Source records Start Marker
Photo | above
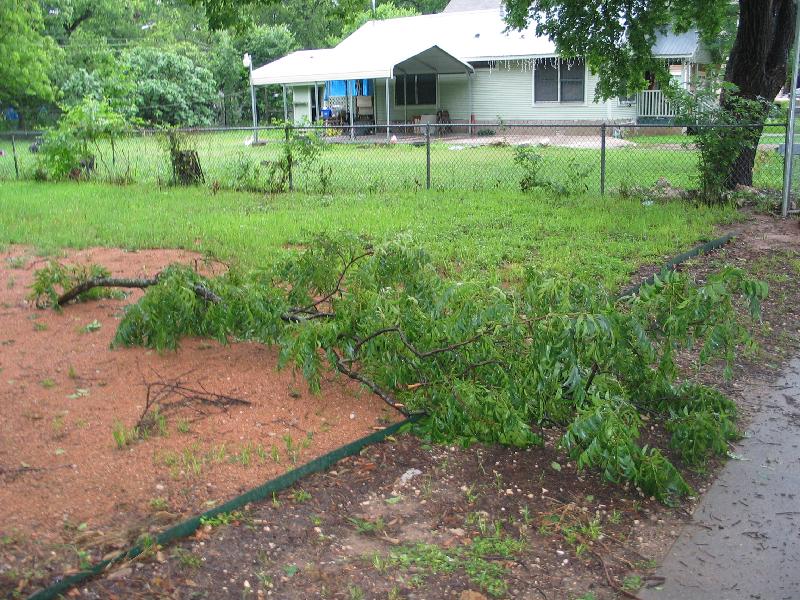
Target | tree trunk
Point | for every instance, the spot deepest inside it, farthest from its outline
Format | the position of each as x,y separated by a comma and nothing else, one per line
758,62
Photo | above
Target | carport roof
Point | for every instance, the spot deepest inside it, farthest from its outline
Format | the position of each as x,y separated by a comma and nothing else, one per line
348,62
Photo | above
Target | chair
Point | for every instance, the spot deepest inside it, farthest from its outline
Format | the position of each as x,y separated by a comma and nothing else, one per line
443,118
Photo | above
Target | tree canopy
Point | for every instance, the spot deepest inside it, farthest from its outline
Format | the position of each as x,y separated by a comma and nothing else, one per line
617,37
58,53
27,54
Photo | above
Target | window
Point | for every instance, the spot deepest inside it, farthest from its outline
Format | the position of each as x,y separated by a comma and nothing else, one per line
545,83
558,80
415,89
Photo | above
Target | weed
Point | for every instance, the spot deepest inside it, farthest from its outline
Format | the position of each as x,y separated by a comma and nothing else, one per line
292,451
57,425
367,527
525,513
148,545
124,436
224,518
300,495
478,560
275,454
264,579
16,262
632,583
355,593
471,494
187,559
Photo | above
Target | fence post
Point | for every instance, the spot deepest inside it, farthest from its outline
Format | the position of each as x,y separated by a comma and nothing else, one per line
14,152
427,156
288,157
603,159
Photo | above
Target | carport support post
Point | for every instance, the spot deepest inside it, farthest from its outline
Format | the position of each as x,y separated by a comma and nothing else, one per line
350,106
387,109
289,157
427,156
14,152
788,155
602,159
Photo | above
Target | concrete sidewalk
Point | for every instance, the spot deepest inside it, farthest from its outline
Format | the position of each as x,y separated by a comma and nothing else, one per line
744,541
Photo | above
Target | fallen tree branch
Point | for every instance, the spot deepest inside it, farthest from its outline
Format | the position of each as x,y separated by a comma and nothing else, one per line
89,284
159,392
124,282
410,346
374,387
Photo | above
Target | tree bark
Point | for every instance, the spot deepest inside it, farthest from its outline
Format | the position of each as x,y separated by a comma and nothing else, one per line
757,64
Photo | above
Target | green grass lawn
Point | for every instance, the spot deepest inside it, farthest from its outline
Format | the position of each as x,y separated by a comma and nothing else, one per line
402,167
494,232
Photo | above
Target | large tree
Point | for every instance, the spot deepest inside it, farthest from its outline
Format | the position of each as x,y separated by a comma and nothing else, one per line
25,55
616,36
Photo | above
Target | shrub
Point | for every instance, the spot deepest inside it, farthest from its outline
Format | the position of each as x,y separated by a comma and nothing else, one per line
74,147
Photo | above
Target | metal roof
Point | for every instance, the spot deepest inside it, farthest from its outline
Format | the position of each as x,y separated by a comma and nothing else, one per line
358,62
438,43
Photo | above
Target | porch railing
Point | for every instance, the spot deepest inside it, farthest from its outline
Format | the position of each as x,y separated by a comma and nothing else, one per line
653,104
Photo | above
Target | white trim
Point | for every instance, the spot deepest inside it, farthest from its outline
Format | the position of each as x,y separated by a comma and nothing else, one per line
559,102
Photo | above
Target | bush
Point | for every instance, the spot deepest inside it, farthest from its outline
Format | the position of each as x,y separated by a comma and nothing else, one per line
530,161
75,145
723,132
170,88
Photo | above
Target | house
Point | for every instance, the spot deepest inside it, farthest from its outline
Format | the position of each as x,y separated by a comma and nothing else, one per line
463,62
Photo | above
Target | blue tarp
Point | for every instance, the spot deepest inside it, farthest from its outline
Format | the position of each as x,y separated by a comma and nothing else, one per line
337,88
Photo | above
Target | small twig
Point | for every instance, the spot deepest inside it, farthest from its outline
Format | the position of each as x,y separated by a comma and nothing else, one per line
295,317
611,583
592,375
410,346
375,388
338,286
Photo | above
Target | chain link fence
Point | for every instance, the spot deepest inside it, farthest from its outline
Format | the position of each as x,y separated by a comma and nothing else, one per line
371,158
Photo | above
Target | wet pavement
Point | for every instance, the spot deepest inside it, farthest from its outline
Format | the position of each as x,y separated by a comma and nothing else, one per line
744,539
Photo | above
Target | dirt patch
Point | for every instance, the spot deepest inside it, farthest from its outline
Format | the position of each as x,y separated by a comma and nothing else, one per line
66,485
409,520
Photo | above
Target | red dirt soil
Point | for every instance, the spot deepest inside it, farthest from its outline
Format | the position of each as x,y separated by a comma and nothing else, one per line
62,390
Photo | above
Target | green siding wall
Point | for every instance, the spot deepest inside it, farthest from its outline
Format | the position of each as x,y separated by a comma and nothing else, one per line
505,92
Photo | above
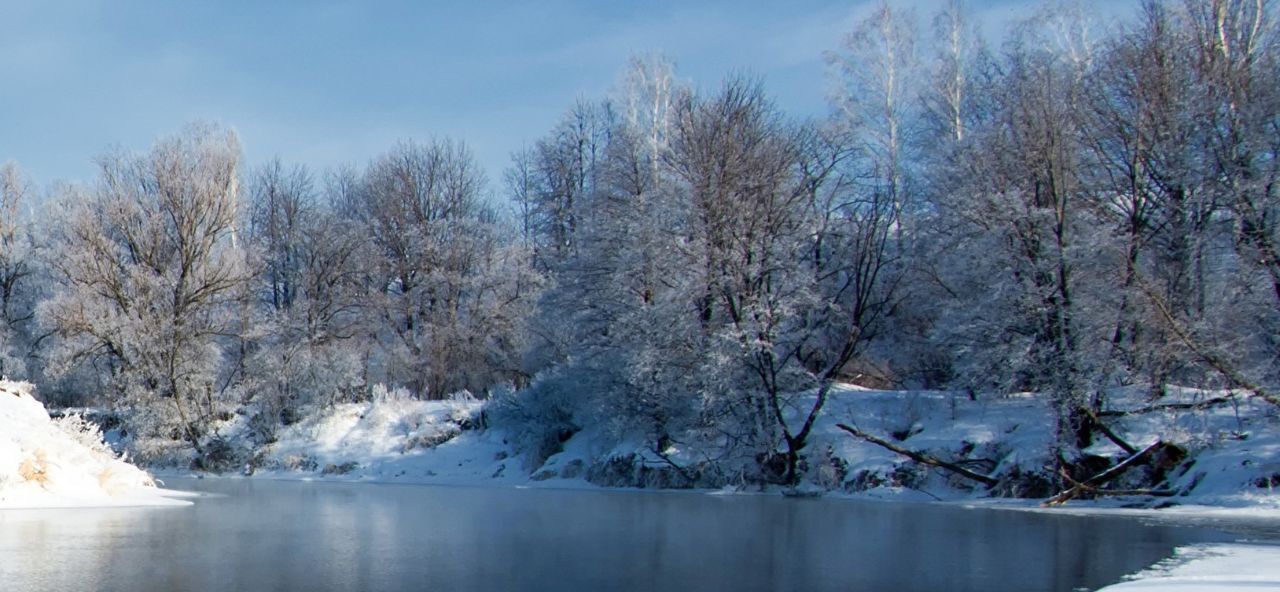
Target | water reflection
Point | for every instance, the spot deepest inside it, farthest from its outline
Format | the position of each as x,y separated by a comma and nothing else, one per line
284,536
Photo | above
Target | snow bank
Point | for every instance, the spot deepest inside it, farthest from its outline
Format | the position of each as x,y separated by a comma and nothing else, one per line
46,463
1211,568
1233,463
393,437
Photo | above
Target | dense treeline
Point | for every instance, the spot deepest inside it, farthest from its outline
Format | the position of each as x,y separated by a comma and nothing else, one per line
1072,212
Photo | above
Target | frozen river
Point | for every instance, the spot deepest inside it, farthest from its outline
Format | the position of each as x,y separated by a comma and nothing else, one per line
250,534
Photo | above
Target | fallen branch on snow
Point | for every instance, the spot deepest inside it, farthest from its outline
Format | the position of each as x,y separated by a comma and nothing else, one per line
1091,485
920,458
1169,406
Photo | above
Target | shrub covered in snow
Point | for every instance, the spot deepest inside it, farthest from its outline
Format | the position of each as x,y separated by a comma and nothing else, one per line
63,461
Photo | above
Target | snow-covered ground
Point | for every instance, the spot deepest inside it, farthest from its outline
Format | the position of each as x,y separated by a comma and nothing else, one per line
1211,568
1233,470
63,463
1233,464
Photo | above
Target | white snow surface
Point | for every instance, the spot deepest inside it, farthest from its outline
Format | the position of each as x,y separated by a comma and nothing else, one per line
46,463
1234,451
1234,447
1211,568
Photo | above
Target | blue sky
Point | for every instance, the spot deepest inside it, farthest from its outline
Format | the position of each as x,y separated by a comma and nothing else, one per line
330,82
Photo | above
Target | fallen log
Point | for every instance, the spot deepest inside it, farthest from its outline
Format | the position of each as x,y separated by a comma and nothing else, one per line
1168,406
1092,483
920,458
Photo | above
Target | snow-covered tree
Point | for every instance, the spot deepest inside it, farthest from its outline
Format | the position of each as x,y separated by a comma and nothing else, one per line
147,273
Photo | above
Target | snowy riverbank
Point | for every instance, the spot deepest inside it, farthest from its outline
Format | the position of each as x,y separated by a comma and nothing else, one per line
1228,478
1233,449
63,463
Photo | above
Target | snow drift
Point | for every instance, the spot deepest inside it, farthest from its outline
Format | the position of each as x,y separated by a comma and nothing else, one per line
62,463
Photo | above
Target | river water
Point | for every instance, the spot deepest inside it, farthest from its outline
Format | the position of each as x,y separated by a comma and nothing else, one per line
254,534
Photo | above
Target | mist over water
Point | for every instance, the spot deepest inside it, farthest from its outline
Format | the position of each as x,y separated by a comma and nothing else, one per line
297,536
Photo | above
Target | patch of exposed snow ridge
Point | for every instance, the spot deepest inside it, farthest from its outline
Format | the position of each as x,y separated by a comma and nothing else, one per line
1210,568
48,463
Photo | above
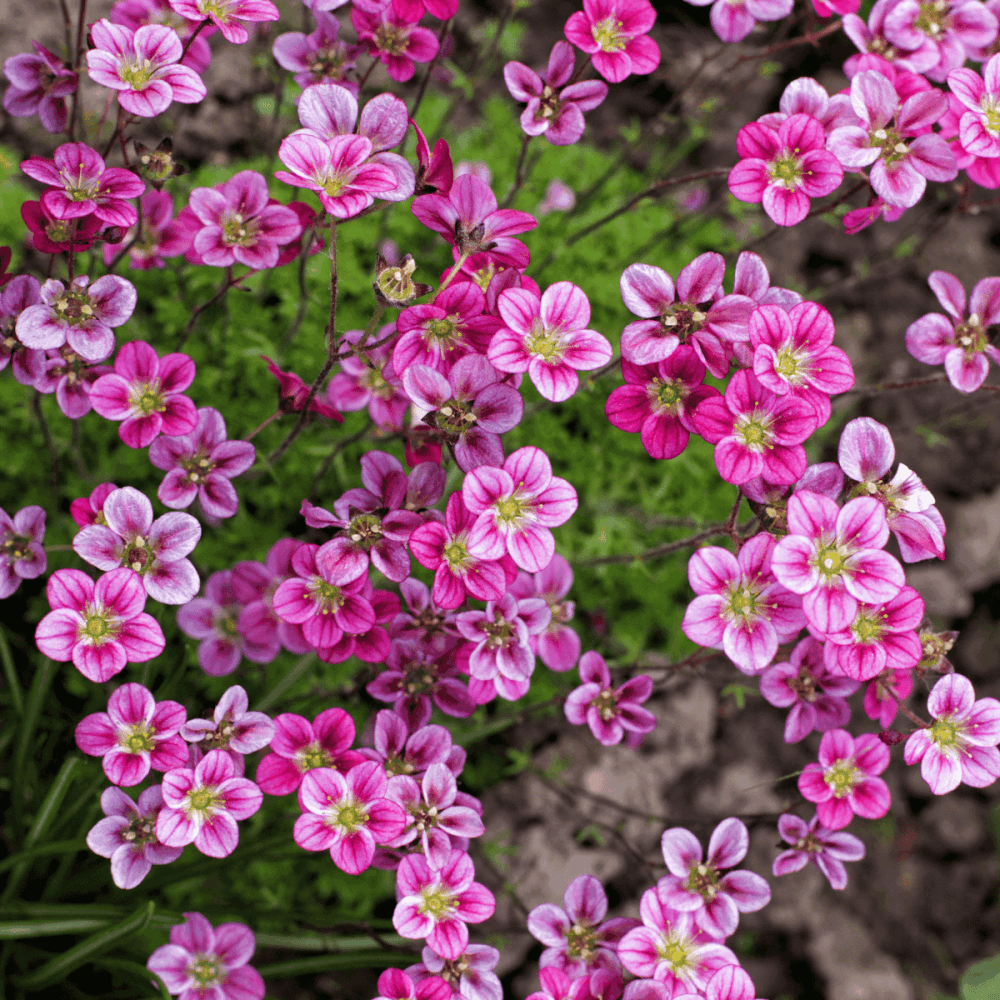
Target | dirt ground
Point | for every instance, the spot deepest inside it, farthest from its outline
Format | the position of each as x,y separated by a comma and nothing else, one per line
922,906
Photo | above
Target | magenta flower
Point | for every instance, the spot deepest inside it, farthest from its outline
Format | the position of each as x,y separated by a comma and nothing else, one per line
548,338
39,85
734,21
501,632
695,884
812,842
394,40
214,620
697,313
239,225
444,549
100,627
959,343
899,171
961,744
81,316
127,835
576,936
135,734
609,711
143,67
815,697
953,29
438,904
22,556
784,167
471,407
755,431
844,782
614,33
339,170
741,607
319,57
832,557
200,464
232,728
554,109
349,815
146,394
203,962
155,550
204,804
671,948
469,219
299,746
515,508
657,401
558,646
866,454
80,185
226,15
Source records End Marker
> [Exercise requirements]: After locating the line containing "Target | green siding wall" in the entries above, return it and every line after it exactly, ending at the line containing "Target | water reflection", without pictures.

> [Solution to this task]:
Target | green siding wall
Point | for every instance, the spot deepest inside it, farthest from its outline
Format | the position of each as x,y separated by a comma and nothing else, one per line
505,92
Photo | above
Target | water reflection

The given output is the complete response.